:: MATERIAL FOR THE TASK
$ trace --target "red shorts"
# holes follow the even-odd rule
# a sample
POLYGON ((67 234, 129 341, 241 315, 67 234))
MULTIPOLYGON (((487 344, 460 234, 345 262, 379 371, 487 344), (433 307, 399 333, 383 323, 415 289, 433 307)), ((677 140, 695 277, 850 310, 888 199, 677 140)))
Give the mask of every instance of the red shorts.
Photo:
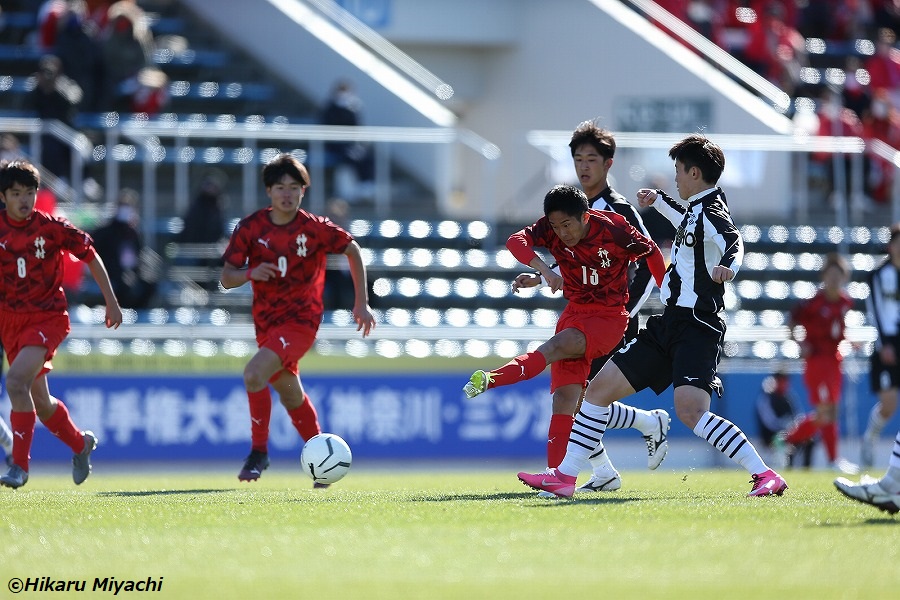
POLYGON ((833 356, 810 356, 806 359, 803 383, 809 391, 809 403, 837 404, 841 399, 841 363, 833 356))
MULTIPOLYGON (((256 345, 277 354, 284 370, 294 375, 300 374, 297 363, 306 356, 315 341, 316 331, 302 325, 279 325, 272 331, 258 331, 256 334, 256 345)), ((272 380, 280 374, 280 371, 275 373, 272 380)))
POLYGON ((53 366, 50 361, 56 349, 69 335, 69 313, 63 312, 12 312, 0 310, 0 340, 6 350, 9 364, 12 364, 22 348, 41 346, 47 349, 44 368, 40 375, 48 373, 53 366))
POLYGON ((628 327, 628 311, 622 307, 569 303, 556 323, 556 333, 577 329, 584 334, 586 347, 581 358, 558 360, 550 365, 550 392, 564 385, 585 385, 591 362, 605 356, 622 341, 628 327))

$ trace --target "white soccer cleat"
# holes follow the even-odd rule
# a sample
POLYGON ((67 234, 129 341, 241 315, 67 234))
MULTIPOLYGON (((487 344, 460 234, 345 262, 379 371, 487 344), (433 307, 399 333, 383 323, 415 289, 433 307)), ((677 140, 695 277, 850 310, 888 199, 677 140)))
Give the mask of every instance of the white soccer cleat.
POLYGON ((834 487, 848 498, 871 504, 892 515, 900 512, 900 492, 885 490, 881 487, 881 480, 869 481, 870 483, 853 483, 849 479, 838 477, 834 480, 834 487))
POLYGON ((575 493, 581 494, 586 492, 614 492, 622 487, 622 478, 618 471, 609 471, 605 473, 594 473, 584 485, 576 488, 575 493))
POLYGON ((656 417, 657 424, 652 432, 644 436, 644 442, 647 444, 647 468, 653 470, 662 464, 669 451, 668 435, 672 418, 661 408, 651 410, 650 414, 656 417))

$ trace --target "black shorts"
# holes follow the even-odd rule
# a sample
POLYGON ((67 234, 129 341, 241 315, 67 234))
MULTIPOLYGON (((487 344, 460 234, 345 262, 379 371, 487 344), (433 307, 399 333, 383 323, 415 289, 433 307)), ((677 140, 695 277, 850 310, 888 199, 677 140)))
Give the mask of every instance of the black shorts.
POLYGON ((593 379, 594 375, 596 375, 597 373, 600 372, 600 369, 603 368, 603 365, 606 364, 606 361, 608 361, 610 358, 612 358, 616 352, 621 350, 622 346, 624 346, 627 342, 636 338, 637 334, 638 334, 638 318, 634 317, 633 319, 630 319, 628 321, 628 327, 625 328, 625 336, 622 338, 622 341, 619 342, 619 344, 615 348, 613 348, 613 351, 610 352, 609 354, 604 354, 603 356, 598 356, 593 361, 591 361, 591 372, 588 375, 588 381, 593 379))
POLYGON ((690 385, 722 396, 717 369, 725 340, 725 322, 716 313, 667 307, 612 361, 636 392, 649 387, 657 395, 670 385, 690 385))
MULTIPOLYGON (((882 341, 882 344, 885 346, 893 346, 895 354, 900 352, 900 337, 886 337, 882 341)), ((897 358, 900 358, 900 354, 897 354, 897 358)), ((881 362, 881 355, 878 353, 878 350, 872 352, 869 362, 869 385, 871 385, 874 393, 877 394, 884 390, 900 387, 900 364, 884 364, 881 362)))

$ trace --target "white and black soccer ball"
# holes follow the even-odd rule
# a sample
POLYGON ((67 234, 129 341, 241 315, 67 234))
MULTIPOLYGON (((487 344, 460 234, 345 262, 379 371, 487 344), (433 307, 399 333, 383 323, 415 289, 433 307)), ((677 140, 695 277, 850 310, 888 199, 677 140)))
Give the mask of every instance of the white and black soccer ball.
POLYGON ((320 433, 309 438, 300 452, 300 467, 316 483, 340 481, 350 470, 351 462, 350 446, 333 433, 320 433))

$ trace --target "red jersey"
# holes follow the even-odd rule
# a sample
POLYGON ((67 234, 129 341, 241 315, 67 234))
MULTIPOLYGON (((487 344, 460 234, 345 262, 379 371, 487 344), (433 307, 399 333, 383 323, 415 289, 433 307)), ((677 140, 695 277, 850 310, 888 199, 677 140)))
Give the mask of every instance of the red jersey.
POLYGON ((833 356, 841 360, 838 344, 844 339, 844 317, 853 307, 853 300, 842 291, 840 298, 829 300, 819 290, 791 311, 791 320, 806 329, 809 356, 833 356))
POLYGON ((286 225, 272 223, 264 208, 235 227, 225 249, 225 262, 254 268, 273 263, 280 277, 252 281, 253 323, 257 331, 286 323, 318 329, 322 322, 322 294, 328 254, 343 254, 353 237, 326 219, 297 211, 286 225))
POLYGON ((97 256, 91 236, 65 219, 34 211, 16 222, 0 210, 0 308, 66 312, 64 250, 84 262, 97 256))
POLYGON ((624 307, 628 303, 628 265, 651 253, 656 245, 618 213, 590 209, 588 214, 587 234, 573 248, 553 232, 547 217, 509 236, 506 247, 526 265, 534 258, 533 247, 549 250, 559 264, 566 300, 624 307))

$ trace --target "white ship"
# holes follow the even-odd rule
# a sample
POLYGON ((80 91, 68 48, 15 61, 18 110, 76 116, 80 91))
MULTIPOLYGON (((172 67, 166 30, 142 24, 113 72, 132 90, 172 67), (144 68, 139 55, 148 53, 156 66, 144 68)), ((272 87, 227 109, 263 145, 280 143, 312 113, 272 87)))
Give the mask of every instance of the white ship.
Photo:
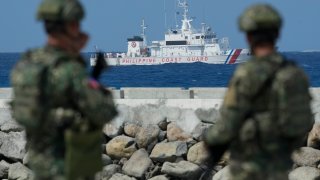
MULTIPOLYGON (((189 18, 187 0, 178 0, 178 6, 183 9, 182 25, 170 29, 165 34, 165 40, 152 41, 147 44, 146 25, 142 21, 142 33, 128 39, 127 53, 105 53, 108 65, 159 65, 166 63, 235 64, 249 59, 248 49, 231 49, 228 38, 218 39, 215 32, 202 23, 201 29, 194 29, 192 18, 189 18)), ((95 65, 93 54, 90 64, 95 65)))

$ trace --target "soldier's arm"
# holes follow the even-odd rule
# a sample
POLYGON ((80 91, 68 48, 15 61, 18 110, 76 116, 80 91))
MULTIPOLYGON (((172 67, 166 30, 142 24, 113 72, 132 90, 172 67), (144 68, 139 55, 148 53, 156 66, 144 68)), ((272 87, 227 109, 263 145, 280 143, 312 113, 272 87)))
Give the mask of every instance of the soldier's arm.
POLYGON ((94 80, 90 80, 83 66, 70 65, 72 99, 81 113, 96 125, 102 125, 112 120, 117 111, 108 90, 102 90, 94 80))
::::
◆ **WHAT IS REQUIRED**
Select from the material above each line in which the string "trace" appears, and list those lines.

◆ **RESPONSE TO THE TASK**
$ trace --target "red shorts"
$ trace --target "white soccer cleat"
$ trace --target "black shorts"
$ trace --target "white and black soccer ball"
$ trace --target "red jersey"
$ trace --target "white ship"
$ trace --target "soldier's arm"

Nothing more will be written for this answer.